* _Direction A_
Answer these questions about the grain market report below, one per line.
(i) How many acres of corn did the USDA project for this spring?
(ii) What did OPEC+ announce on Sunday?
(iii) When will Louis Dreyfus stop exporting Russian grain?
# Document segment start
CORN ended Monday lower, alternating between gains and losses for the fifth straight day.
The United States Department of Agriculture (USDA) projected nearly 92 million acres to be grown for corn this spring in its Prospective Plantings report on Friday, one million more than the average trade guess, led by a 27 per cent increase in North Dakota.
The USDA also reported corn stocks as of March 1 at 7.4 billion bushels, 73 million less than the trade’s average guess and 357 million less than last year.
In total, 1.098 million tonnes of U.S. corn were exported for the week ended March 30, up 60 per cent from the previous week and down 29 per cent from the same week last year. A 150,000 tonne sale from the U.S. to Mexico for the 2023-24 marketing year was announced this morning.
SOYBEAN values were supported by rising crude oil prices after OPEC+ announced on Sunday production cuts starting in May.
On Friday, the USDA projected 87.5 million acres of U.S. soybeans to be grown this spring, while it counted 1.685 billion bushels of stocks as of March 1, 246 million tighter than one year earlier.
The USDA also reported 499,000 tonnes of U.S. soybeans were exported for the week ended March 30, down from 892,000 from the previous week and down from 742,300 from the same week one year ago.
The USDA confirmed a 177-million bushel soybean crush for February, down 14 million from January but up three million from February 2022.
Argentina is expected to launch a new “soy dollar” exchange rate to be worth 270 to 300 Argentina pesos per U.S. dollar.
WHEAT prices moved little compared to Friday’s close.
The USDA projected 49.855 million acres of wheat to be seeded this spring with 10.57 million for spring wheat. U.S. wheat stocks as of March 1 totaled 946 million bushels, down 83 million from last year.
For the week ended March 30, more than 168,000 tonnes of wheat were exported, down 58 per cent from last week and down 48 per cent from the same week last year.
Following the leads of Cargill and Viterra, Louis Dreyfus announced it will stop exporting Russian grain starting July 1.
# Document segment end
# Input for this task start
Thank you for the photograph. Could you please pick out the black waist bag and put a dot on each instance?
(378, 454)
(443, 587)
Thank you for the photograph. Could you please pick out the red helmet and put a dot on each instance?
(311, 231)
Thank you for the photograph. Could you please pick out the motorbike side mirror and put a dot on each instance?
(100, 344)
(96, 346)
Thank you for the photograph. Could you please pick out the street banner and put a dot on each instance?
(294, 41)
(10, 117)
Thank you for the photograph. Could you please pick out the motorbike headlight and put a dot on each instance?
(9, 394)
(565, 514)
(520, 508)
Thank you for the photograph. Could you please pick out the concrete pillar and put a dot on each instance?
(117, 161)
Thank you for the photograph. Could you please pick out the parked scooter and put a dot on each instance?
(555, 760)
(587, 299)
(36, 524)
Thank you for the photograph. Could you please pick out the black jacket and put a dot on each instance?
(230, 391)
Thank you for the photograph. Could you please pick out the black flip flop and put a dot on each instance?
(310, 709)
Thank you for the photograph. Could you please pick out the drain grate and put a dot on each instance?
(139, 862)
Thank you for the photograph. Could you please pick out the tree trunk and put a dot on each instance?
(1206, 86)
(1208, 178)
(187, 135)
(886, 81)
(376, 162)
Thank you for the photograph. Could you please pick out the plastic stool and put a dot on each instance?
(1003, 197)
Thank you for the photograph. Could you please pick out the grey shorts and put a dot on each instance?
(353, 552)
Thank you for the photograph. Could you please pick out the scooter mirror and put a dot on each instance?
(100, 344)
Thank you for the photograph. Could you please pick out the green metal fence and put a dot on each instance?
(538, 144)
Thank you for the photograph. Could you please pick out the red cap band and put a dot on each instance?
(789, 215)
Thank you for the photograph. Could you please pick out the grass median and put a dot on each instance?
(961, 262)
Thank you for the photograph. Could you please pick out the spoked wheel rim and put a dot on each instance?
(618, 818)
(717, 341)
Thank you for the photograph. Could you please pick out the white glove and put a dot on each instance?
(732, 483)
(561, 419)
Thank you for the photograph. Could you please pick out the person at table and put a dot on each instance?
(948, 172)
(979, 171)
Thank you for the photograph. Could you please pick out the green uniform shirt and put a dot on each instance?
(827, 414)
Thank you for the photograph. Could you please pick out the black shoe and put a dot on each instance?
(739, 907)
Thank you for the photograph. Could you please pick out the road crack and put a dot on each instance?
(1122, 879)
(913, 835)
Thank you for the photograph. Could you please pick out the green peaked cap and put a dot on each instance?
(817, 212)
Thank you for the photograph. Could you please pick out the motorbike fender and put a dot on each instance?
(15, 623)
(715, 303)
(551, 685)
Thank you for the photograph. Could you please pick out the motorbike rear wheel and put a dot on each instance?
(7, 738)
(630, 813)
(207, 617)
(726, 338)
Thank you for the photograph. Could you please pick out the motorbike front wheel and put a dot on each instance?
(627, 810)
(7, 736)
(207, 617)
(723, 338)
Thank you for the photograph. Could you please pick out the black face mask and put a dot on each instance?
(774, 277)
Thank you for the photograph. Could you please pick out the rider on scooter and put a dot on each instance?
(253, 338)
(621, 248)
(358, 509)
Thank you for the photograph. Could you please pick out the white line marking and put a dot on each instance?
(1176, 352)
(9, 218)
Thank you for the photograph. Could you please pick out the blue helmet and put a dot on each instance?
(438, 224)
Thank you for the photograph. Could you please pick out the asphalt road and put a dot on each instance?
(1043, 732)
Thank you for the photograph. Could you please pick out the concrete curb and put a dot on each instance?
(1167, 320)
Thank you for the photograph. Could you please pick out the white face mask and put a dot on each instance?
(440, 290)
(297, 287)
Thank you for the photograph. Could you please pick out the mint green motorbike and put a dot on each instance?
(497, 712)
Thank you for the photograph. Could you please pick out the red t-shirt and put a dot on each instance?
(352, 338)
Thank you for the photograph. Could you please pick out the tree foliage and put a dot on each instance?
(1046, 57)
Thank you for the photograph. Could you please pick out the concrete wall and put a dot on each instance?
# Input for this task end
* _Direction B_
Copy word for word the part of the entries that opens with the line containing "table and put a dot on each instance?" and closes with the line containing "(1043, 732)", both lines included.

* _Complete response A_
(i) Nearly 92 million acres.
(ii) Production cuts starting in May.
(iii) Starting July 1.

* _Complete response B_
Thank you for the photograph. Could you please pick out the person at table and put a dot on each instance?
(948, 172)
(979, 171)
Thank you for the photograph. Could you please pick out the green uniform shirt and put a dot on each instance?
(827, 414)
Thank you for the photograph. Could you please pick out the black shoe and put a dot on each instance?
(739, 907)
Thank you for the photograph. Could you please pick out the road crack and put a dot on each instance?
(1122, 879)
(913, 835)
Thank you for the photograph. Could you please pick out the green peaked cap and put a dot on each instance?
(817, 212)
Thank you for the photograph. Could you please pick out the motorbike fender and put a dot on each instance?
(15, 623)
(715, 303)
(551, 685)
Thank you for the photograph. Could you please pick out the motorbike rear wheel and put a dot on each instance?
(7, 738)
(630, 813)
(207, 617)
(726, 338)
Thank you for the photograph. Could you please pick out the motorbike front wheel and put a dot on each instance?
(627, 810)
(7, 736)
(207, 617)
(723, 338)
Thank you for the photograph. Could you please pick out the black face mask and put a dot on each instance?
(774, 277)
Thank you for the photograph. Could you please pick out the rider on scooter and put a dot on each instance?
(253, 338)
(621, 248)
(358, 509)
Thank you for the photograph. Could you please pick out the white line marking and put a dot on each instance?
(1176, 352)
(9, 218)
Thank you for the photograph. Could you please pick out the blue helmet and put a dot on each instance?
(438, 224)
Thank you for the photograph. Could you please pick out the asphalt road and put a dot on each instance?
(1043, 732)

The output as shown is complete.